Set task -
Quote exactly, and only, the lines from the one with "In this photo, where can the tailgate" through the end of the listing.

BEGIN

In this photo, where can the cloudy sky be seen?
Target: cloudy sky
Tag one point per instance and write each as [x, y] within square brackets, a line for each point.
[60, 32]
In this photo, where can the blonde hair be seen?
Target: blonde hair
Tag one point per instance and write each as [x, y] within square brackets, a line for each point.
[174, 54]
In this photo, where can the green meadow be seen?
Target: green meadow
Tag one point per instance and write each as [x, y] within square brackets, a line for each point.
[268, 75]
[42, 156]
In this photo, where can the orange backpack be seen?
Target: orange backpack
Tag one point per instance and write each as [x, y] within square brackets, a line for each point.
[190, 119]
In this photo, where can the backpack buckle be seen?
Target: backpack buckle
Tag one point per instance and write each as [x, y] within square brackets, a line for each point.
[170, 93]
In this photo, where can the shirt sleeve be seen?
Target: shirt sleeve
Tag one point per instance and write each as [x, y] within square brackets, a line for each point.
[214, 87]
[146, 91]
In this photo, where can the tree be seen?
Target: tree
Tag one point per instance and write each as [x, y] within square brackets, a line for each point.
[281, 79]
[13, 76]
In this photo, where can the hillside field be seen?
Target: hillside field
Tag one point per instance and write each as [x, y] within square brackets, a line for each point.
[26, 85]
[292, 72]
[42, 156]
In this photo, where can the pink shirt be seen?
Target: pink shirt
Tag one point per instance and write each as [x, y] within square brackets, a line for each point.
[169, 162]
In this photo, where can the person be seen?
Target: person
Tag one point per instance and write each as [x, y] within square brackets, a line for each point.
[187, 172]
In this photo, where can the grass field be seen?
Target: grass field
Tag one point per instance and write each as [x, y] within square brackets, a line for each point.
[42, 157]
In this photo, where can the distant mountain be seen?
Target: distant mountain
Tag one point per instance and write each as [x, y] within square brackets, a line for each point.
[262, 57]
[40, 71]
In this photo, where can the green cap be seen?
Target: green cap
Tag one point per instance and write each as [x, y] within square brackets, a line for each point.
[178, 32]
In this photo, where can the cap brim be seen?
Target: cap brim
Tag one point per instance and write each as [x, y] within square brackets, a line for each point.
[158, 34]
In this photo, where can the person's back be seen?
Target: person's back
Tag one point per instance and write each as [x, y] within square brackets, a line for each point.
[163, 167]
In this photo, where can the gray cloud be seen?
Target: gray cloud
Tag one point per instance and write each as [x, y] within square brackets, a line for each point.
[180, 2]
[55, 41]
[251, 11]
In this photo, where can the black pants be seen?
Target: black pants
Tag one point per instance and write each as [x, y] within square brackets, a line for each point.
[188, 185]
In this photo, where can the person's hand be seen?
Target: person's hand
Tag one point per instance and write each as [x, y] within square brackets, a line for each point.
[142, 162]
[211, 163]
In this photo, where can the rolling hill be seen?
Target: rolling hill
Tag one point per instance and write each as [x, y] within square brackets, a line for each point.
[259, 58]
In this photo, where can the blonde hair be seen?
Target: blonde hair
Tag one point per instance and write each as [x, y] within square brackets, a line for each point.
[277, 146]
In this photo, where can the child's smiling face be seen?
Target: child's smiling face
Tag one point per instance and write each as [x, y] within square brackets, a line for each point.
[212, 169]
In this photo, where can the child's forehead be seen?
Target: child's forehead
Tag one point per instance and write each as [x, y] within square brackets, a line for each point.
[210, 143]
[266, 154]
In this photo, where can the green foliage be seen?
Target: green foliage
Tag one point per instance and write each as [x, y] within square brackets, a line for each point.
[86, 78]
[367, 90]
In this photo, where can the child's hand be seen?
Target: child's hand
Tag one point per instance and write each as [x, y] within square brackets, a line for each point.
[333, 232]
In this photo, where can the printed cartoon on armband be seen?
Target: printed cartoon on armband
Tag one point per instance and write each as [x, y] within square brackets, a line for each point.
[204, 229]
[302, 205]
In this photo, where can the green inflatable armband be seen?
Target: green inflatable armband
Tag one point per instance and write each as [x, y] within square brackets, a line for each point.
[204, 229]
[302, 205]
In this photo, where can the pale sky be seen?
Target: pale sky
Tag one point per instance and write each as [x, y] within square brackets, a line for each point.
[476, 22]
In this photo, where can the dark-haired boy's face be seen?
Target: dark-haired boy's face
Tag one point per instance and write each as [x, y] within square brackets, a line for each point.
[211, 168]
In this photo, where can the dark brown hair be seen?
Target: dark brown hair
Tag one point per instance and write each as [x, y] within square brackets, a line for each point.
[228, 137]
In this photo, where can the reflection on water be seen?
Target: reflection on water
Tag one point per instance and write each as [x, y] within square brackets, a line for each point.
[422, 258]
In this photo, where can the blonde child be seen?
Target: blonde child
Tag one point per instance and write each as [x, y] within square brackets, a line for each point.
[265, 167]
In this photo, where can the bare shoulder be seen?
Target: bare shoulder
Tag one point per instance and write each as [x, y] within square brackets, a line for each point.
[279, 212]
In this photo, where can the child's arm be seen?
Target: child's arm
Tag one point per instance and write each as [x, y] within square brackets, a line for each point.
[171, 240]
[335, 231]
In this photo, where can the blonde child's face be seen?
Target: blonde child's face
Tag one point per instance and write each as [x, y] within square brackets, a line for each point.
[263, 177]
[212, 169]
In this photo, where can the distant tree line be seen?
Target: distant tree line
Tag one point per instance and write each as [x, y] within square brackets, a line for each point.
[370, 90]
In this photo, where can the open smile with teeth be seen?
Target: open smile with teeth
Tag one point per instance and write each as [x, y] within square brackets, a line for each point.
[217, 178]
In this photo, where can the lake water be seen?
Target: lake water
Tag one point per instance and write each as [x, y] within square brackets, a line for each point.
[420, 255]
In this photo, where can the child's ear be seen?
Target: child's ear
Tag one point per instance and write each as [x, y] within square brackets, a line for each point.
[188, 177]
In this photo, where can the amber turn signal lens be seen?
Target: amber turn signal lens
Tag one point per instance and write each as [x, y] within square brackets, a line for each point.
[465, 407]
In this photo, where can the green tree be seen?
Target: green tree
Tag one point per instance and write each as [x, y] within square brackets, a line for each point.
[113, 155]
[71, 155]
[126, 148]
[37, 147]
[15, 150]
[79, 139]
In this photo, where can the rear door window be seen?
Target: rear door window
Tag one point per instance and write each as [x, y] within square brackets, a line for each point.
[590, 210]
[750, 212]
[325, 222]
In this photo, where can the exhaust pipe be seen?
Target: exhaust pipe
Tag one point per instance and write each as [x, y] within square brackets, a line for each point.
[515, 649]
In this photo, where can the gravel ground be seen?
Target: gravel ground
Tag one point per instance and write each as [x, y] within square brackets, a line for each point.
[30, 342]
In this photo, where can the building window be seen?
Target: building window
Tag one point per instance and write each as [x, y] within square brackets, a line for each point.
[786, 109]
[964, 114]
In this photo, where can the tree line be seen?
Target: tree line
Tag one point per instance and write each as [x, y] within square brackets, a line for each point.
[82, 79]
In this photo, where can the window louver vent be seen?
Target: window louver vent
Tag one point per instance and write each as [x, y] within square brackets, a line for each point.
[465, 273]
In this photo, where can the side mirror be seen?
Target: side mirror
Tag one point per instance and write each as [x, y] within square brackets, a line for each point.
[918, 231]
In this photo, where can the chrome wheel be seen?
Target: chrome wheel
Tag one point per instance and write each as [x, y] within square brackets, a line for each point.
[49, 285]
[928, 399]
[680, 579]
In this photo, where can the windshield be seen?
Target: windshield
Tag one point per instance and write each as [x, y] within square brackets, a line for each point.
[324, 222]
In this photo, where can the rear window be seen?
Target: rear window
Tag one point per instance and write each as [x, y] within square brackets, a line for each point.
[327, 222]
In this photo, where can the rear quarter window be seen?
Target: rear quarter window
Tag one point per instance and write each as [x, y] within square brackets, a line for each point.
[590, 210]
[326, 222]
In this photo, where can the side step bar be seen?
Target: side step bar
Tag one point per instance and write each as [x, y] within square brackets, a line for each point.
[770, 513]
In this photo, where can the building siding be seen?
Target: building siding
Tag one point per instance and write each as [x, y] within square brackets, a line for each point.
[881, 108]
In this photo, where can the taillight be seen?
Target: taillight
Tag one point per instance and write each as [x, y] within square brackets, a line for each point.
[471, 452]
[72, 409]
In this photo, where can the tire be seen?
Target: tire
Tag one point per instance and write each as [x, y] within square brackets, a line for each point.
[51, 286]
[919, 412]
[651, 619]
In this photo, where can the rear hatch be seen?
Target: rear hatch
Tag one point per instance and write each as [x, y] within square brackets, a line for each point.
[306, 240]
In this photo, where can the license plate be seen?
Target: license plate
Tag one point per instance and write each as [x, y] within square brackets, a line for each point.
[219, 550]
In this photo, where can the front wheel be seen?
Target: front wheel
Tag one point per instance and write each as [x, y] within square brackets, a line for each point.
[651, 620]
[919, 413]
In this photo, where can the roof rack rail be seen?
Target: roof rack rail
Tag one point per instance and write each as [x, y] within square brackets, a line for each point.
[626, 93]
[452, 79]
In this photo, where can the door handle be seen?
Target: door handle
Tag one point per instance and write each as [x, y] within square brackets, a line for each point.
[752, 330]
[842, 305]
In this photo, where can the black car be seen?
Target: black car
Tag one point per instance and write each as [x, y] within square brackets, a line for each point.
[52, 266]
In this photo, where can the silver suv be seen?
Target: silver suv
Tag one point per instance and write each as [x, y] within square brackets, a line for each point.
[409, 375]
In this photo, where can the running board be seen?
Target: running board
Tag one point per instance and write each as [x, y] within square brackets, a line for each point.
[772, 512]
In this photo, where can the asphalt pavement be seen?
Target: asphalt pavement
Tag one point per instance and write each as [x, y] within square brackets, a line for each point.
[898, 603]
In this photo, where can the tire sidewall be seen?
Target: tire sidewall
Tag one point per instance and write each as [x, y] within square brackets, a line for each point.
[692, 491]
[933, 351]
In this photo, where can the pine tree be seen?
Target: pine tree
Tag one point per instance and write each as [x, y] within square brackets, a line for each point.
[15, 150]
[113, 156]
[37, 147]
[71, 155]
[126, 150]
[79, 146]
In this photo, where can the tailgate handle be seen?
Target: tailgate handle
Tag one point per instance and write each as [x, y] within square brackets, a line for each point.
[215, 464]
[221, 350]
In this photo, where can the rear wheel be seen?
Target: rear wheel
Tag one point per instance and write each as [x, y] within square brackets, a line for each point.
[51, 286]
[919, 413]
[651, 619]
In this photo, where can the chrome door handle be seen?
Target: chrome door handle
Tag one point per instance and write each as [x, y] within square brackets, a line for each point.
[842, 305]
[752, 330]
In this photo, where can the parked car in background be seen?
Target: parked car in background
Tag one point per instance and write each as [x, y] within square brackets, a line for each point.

END

Final result -
In this photo, where can the tailgate handle be seen?
Target: tailgate handle
Tag one point per instance and write each as [x, y] within square brackets, a line for each point.
[215, 464]
[221, 350]
In this photo, where can the rear wheel be seen?
Target: rear wheel
Tag one point per instance and write each as [x, y] within square brackets, a line for each point.
[51, 286]
[919, 413]
[651, 619]
In this photo, where can the chrome door handle be seen?
Target: chrome door handle
Tag one point per instance and write each as [x, y] within square brackets, a line for each point.
[842, 305]
[752, 330]
In this photo, where can the parked car in background be seen?
Target: parked car in background
Tag one point per instance and write each as [x, y] within square brackets, a line for each point.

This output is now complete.